As shown above, task deletion protection is often accompanied by mutual exclusion operations. Thus, for convenience and efficiency, mutex semaphores include a deletion protection option. (See "Mutex Semaphores")

Inter-task Communication

To provide full multitasking system functionality, the Wind kernel offers a rich set of inter-task communication and synchronization mechanisms. These communication functions enable individual tasks within an application to coordinate their activities.

Shared Address Space

The basis of the Wind kernel's inter-task communication mechanism is the shared address space where all tasks reside. Through a shared address space, tasks can communicate freely using pointers to shared data structures. Pipes do not require mapping a memory region into the address spaces of two communicating tasks.

Unfortunately, while shared address space offers the aforementioned advantages, it introduces the risk of unprotected reentrant access to memory. UNIX operating systems provide such protection by isolating processes, but this comes with a significant performance penalty for real-time operating systems.

Mutual Exclusion Operations

While a shared address space simplifies data exchange, it becomes necessary to avoid resource contention through mutually exclusive access. Many mechanisms used to achieve mutually exclusive access to a resource differ only in the scope of their mutual exclusion. Methods for achieving mutual exclusion include interrupt disabling, task preemption disabling, and resource locking via semaphores.

Interrupt Disabling: The strongest mutual exclusion method is masking interrupts. Such a lock guarantees exclusive access to the CPU. While this method can certainly solve the mutual exclusion problem, it is inappropriate for real-time systems because it prevents the system from responding to external events during the lock. Long interrupt latencies are unacceptable for applications requiring deterministic response times.

Preemption Disabling: Disabling preemption provides a weaker form of mutual exclusion. Other tasks are not allowed to preempt the current task while it is running, but interrupt service routines (ISRs) can execute. This can also lead to poor real-time responsiveness, similar to interrupt disabling, as blocked tasks may experience significant preemption latency, and ready high-priority tasks may be forced to wait an unacceptable amount of time before they can execute. To avoid this, semaphores should be used for mutual exclusion whenever possible.

▶ _Work instructions_:
**a.** List the methods of achieving mutual exclusion that the Wind kernel excerpt names.
**b.** Carry the Wind kernel excerpt forward from its final sentence.

▶ _Excerpted data_:

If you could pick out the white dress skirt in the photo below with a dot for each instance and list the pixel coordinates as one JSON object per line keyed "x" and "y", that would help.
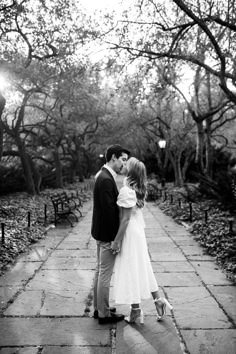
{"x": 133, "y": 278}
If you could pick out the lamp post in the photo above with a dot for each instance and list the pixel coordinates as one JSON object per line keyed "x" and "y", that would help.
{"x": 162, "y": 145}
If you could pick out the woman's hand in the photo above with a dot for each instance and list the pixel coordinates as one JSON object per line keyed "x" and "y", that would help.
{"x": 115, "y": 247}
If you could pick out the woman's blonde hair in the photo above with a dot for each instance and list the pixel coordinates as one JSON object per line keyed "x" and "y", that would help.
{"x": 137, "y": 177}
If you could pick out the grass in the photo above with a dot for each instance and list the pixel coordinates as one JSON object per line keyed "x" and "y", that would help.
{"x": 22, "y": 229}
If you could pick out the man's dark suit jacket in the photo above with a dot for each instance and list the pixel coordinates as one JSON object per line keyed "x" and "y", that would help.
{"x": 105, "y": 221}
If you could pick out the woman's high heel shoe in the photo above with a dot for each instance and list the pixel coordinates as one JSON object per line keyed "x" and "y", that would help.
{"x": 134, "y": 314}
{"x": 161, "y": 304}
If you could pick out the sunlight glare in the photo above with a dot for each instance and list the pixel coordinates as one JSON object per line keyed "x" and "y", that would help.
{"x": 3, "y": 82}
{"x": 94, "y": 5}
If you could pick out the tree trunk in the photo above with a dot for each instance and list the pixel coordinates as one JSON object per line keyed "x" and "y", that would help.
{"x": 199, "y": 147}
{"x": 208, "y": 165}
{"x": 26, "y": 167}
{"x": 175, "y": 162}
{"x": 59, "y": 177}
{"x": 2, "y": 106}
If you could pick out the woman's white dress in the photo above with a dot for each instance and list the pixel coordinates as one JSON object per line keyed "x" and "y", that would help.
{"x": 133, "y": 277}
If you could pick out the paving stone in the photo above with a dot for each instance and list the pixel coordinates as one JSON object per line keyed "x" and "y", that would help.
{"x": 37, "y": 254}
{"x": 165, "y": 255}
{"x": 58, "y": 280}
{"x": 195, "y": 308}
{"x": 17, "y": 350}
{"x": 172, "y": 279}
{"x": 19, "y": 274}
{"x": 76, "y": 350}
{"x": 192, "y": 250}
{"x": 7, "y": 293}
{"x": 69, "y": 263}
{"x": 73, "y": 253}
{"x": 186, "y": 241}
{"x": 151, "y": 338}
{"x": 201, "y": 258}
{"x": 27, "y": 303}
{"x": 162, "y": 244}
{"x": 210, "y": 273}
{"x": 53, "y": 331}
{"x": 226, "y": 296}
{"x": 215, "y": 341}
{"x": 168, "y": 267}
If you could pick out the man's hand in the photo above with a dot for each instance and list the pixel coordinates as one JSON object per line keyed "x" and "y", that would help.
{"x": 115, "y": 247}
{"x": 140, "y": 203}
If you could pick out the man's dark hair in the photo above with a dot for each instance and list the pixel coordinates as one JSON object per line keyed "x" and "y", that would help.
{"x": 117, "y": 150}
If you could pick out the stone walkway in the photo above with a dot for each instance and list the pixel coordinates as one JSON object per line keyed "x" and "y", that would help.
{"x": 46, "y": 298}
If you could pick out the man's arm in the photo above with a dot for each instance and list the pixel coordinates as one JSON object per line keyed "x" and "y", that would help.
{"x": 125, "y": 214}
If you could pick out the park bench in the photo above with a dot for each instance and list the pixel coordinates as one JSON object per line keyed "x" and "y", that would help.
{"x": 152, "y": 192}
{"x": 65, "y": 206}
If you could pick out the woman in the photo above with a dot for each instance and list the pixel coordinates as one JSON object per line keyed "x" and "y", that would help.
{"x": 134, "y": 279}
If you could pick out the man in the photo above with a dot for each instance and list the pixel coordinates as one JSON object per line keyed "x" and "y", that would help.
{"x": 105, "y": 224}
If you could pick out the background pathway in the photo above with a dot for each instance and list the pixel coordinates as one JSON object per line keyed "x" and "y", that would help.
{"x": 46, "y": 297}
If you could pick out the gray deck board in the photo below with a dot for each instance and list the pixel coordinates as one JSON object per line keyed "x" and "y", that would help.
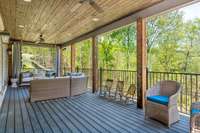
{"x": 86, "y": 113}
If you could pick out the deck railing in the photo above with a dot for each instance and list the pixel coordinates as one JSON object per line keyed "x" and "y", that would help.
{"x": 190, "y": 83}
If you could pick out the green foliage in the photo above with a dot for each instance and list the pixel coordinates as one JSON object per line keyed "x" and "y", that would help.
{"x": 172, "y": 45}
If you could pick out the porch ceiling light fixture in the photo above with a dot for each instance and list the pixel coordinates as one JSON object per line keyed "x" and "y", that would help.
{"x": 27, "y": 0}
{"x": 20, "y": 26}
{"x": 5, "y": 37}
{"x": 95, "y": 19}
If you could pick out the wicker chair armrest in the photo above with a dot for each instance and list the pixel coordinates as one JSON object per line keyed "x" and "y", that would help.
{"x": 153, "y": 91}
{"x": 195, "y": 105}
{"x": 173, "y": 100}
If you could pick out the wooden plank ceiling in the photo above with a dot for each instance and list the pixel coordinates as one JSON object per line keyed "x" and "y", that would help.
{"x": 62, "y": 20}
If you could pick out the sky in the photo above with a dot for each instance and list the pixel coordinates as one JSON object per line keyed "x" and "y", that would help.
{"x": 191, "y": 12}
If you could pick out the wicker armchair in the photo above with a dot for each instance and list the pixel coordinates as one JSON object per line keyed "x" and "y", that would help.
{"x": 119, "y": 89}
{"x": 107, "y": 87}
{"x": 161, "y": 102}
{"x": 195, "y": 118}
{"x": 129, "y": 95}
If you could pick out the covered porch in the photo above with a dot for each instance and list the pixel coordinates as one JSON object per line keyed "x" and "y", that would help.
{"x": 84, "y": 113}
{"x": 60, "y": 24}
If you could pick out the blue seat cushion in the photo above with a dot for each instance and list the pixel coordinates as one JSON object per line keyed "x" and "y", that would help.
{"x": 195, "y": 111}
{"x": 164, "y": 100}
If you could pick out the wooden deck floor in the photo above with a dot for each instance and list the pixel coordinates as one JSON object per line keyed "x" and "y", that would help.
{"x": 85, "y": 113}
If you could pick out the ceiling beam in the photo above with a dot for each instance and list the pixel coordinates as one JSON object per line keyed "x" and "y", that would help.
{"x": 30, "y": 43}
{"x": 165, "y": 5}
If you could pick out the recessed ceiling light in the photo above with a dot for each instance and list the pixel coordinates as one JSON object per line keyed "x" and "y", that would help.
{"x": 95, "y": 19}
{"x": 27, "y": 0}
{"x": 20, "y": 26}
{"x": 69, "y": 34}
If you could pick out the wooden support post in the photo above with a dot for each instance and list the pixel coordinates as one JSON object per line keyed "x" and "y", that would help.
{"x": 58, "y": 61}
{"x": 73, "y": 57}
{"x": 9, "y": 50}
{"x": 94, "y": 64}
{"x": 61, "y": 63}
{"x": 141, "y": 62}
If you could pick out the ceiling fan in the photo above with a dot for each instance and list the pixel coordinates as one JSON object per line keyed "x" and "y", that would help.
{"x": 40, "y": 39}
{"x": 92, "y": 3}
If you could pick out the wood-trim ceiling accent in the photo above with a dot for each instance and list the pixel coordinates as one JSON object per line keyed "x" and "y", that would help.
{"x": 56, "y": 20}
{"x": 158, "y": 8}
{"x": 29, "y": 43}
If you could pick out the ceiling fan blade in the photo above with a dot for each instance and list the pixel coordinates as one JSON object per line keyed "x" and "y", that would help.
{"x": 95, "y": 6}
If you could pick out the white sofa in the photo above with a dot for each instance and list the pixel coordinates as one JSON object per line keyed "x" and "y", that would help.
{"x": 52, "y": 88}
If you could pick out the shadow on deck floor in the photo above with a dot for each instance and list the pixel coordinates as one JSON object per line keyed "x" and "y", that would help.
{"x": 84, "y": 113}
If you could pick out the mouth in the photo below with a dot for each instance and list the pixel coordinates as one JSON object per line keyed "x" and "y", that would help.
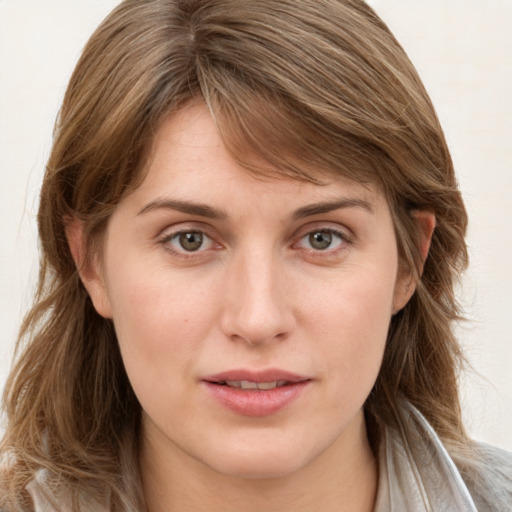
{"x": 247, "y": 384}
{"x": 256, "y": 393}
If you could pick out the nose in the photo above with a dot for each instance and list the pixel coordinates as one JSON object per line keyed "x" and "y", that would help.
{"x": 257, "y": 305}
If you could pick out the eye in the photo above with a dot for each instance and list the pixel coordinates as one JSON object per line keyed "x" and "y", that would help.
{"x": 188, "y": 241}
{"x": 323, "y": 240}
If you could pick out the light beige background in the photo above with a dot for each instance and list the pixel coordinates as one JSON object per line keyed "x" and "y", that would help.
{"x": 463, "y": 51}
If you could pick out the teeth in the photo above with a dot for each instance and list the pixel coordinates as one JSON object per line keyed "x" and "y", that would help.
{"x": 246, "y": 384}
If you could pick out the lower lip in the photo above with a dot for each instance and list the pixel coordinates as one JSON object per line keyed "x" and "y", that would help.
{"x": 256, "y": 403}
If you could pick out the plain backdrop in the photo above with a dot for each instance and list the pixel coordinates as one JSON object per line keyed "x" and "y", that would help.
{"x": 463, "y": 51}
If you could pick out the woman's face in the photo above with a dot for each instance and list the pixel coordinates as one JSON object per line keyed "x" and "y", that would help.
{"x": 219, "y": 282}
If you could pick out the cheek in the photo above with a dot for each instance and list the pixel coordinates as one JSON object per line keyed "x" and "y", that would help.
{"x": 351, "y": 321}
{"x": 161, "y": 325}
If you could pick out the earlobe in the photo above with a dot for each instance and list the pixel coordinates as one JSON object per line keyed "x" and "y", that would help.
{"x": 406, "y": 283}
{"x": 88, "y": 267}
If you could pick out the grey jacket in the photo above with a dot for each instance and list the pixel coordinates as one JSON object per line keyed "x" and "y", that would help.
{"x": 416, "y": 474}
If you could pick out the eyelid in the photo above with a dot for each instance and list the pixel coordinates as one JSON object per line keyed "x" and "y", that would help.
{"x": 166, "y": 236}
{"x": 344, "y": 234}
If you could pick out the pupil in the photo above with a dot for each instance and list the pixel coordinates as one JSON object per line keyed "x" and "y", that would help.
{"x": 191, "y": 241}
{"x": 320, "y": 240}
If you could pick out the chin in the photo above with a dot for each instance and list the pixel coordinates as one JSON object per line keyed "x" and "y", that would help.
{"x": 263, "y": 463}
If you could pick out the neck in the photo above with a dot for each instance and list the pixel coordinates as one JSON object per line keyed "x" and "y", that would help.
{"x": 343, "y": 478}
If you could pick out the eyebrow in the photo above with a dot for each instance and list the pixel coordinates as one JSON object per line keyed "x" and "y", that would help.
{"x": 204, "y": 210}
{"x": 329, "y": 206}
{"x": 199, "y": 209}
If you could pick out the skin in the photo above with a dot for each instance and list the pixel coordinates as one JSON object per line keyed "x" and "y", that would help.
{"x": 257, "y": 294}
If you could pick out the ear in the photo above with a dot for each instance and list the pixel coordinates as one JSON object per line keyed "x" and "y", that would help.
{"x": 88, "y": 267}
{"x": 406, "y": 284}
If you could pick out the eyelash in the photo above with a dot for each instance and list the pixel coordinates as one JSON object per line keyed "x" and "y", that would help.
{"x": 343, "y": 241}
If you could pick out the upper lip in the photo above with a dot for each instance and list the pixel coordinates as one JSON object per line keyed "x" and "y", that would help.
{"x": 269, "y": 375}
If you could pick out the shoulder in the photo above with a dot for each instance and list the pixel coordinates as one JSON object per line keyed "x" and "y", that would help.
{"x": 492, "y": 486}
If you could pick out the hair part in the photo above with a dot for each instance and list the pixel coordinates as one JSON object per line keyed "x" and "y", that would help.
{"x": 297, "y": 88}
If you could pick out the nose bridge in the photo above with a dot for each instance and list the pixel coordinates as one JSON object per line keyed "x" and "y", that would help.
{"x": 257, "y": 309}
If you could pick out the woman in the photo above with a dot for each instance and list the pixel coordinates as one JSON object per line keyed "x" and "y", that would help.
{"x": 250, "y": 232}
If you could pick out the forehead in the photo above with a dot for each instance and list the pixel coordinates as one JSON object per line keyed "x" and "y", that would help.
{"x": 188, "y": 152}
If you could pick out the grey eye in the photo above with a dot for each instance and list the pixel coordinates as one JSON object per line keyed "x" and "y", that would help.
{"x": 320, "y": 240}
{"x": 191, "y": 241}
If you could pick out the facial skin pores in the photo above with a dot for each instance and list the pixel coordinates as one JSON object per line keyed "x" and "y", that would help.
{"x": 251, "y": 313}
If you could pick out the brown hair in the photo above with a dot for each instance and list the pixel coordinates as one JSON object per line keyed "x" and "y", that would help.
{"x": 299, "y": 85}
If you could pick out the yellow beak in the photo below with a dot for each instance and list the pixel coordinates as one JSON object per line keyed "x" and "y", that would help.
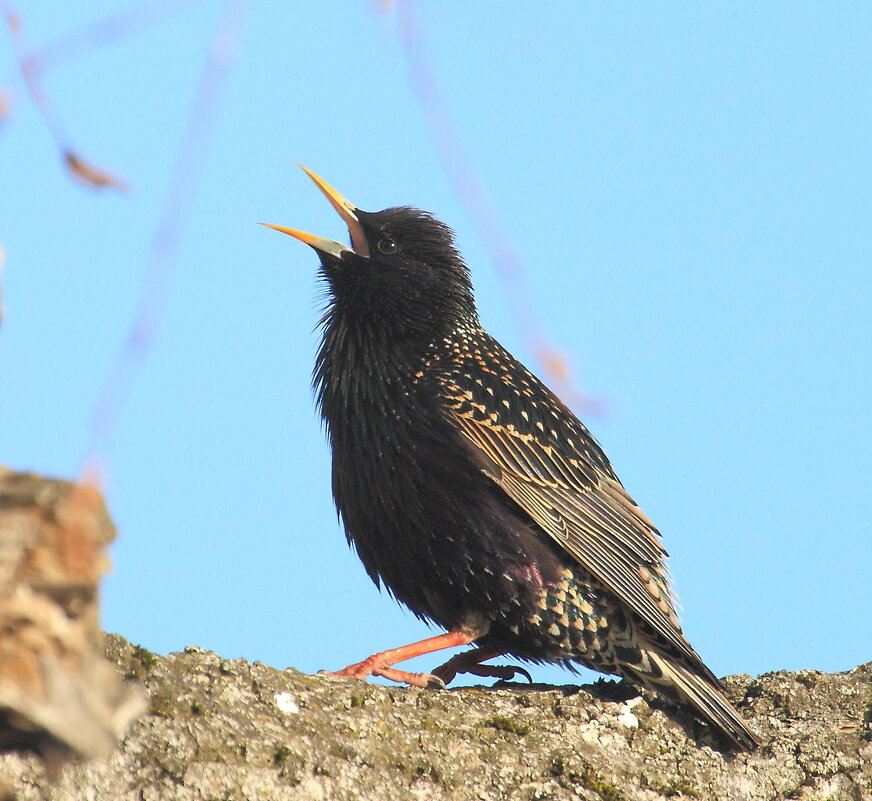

▶ _Results in order_:
**a.** Interrupt disabling, task preemption disabling, and resource locking via semaphores.

**b.**
Mutex Semaphores: Semaphores are the fundamental way to lock access to shared resources. Unlike disabling interrupts or preemption, semaphores limit mutual exclusion operations to only the relevant resources. A semaphore is created to protect a resource. VxWorks semaphores follow Dijkstra's P() and V() operation model.

When a task requests a semaphore, P(), two things can happen, depending on the set or cleared state of the semaphore at the time of the call. If the semaphore is in the set state, it is cleared, and the task immediately continues execution. If the semaphore is in the cleared state, the task is blocked to wait for the semaphore.

When a task releases a semaphore, V(), several things can happen. If the semaphore is already in the set state, releasing it has no effect. If the semaphore is in the cleared state and no tasks are waiting for it, the semaphore is simply set. If the semaphore is in the cleared state and one or more tasks are waiting for it, the highest-priority task is unblocked, and the semaphore remains in the cleared state.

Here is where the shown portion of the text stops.